What you need to do =
Using the listing below, return every line that includes "woman".

Working data =
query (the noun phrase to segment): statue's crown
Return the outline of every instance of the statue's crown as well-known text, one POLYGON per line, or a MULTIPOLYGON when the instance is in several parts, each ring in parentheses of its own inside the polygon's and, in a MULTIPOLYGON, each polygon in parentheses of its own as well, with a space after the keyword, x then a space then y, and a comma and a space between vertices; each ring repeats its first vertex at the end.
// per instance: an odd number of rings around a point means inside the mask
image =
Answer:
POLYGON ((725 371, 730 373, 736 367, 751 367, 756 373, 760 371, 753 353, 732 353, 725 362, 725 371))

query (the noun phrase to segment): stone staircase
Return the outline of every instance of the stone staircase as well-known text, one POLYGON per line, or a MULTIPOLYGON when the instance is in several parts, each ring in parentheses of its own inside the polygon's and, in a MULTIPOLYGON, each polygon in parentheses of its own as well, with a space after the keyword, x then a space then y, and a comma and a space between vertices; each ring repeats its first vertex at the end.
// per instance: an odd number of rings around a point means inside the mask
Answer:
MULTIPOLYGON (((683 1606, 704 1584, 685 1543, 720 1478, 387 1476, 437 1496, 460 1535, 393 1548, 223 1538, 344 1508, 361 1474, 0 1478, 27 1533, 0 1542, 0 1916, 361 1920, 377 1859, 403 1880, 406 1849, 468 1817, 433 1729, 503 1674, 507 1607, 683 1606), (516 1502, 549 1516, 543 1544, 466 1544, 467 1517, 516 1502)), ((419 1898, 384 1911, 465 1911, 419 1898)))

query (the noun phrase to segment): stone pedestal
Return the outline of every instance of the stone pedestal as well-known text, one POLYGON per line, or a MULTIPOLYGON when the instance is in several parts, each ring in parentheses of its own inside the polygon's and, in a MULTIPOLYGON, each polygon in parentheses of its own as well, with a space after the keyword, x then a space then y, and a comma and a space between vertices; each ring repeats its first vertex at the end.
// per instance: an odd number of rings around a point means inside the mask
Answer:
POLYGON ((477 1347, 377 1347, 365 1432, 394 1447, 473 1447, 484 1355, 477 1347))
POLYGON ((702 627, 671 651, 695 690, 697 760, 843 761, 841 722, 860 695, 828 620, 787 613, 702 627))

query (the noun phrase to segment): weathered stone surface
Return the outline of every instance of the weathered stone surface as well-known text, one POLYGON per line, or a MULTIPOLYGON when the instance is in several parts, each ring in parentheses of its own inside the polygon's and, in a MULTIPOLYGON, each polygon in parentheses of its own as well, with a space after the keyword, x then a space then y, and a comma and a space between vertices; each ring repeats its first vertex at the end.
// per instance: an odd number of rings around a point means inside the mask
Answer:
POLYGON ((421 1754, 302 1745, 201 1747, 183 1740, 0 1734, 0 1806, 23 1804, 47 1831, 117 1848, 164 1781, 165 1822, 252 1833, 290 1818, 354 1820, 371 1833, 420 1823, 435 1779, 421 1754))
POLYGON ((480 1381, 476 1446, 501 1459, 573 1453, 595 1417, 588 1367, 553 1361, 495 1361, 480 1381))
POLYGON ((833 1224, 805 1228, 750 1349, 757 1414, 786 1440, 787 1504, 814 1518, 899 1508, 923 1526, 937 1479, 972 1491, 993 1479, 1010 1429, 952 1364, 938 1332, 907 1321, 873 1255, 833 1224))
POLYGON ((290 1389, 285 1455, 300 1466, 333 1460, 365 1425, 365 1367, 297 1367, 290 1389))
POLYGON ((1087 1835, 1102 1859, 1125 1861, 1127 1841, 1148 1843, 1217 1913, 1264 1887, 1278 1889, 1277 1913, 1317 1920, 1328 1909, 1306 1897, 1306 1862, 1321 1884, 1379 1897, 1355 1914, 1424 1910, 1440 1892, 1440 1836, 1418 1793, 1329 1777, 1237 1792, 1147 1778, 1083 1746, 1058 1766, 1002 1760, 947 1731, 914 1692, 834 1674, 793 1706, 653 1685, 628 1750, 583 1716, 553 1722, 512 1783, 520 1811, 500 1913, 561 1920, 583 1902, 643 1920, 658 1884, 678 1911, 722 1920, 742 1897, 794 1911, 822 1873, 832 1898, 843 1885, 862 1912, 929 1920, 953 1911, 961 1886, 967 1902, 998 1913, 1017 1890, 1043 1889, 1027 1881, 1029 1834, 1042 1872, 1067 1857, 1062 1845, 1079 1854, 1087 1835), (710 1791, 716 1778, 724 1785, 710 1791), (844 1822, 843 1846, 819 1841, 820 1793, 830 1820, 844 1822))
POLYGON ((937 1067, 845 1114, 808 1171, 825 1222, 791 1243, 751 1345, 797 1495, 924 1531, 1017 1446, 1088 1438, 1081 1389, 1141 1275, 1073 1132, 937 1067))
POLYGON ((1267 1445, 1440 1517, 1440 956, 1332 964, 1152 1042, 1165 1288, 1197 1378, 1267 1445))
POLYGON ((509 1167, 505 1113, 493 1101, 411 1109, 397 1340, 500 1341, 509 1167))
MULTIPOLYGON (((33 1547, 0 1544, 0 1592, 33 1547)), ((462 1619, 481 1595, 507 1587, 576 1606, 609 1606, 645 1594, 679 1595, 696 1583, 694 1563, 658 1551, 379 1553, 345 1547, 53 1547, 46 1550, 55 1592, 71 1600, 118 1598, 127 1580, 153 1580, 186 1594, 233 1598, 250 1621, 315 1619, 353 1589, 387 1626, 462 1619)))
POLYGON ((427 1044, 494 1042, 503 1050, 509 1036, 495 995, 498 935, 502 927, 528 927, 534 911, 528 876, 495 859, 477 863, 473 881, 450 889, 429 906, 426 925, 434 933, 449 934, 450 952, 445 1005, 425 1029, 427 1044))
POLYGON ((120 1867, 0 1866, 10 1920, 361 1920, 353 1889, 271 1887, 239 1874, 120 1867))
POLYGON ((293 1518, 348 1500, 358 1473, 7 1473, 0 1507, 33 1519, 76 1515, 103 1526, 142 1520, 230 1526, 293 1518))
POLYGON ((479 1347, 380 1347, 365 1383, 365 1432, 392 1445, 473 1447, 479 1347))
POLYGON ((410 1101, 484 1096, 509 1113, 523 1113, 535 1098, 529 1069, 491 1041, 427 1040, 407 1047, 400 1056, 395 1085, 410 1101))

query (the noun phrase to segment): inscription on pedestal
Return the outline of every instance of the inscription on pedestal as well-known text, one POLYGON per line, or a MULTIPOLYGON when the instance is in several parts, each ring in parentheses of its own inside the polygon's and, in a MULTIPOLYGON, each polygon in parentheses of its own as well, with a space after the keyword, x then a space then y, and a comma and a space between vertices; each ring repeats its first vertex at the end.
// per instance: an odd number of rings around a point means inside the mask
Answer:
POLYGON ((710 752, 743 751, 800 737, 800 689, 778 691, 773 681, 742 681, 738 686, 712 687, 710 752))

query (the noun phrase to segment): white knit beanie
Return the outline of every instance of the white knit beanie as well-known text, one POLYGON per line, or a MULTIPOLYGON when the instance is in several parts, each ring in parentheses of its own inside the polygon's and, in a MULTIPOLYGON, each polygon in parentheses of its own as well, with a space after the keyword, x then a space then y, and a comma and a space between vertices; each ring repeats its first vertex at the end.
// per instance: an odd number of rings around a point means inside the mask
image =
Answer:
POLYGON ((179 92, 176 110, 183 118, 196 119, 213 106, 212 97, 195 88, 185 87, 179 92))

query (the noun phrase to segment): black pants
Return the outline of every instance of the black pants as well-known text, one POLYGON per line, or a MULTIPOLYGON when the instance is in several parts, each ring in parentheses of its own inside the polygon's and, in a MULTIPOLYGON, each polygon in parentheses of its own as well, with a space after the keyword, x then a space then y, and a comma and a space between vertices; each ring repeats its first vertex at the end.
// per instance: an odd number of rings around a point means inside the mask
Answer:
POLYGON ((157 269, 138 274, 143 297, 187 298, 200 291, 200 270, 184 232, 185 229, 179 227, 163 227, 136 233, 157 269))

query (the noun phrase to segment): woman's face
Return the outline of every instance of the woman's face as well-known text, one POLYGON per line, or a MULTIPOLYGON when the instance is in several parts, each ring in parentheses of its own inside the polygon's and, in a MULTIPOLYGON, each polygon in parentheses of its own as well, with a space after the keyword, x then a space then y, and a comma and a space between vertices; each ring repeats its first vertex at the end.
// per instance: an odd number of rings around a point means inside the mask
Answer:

Output =
query (the noun phrase to segment): woman's face
Return the outline of every instance of the woman's face as well-known text, one POLYGON per line, or a MULTIPOLYGON when the instance is in several parts, each ring in parentheses of its own inside the polygon's and, in a MULTIPOLYGON, each polygon in parentheses of its own as well, with a space after the keyword, x then a space then y, and a comma and a space between vertices; each ring repeats its first vertex at the end.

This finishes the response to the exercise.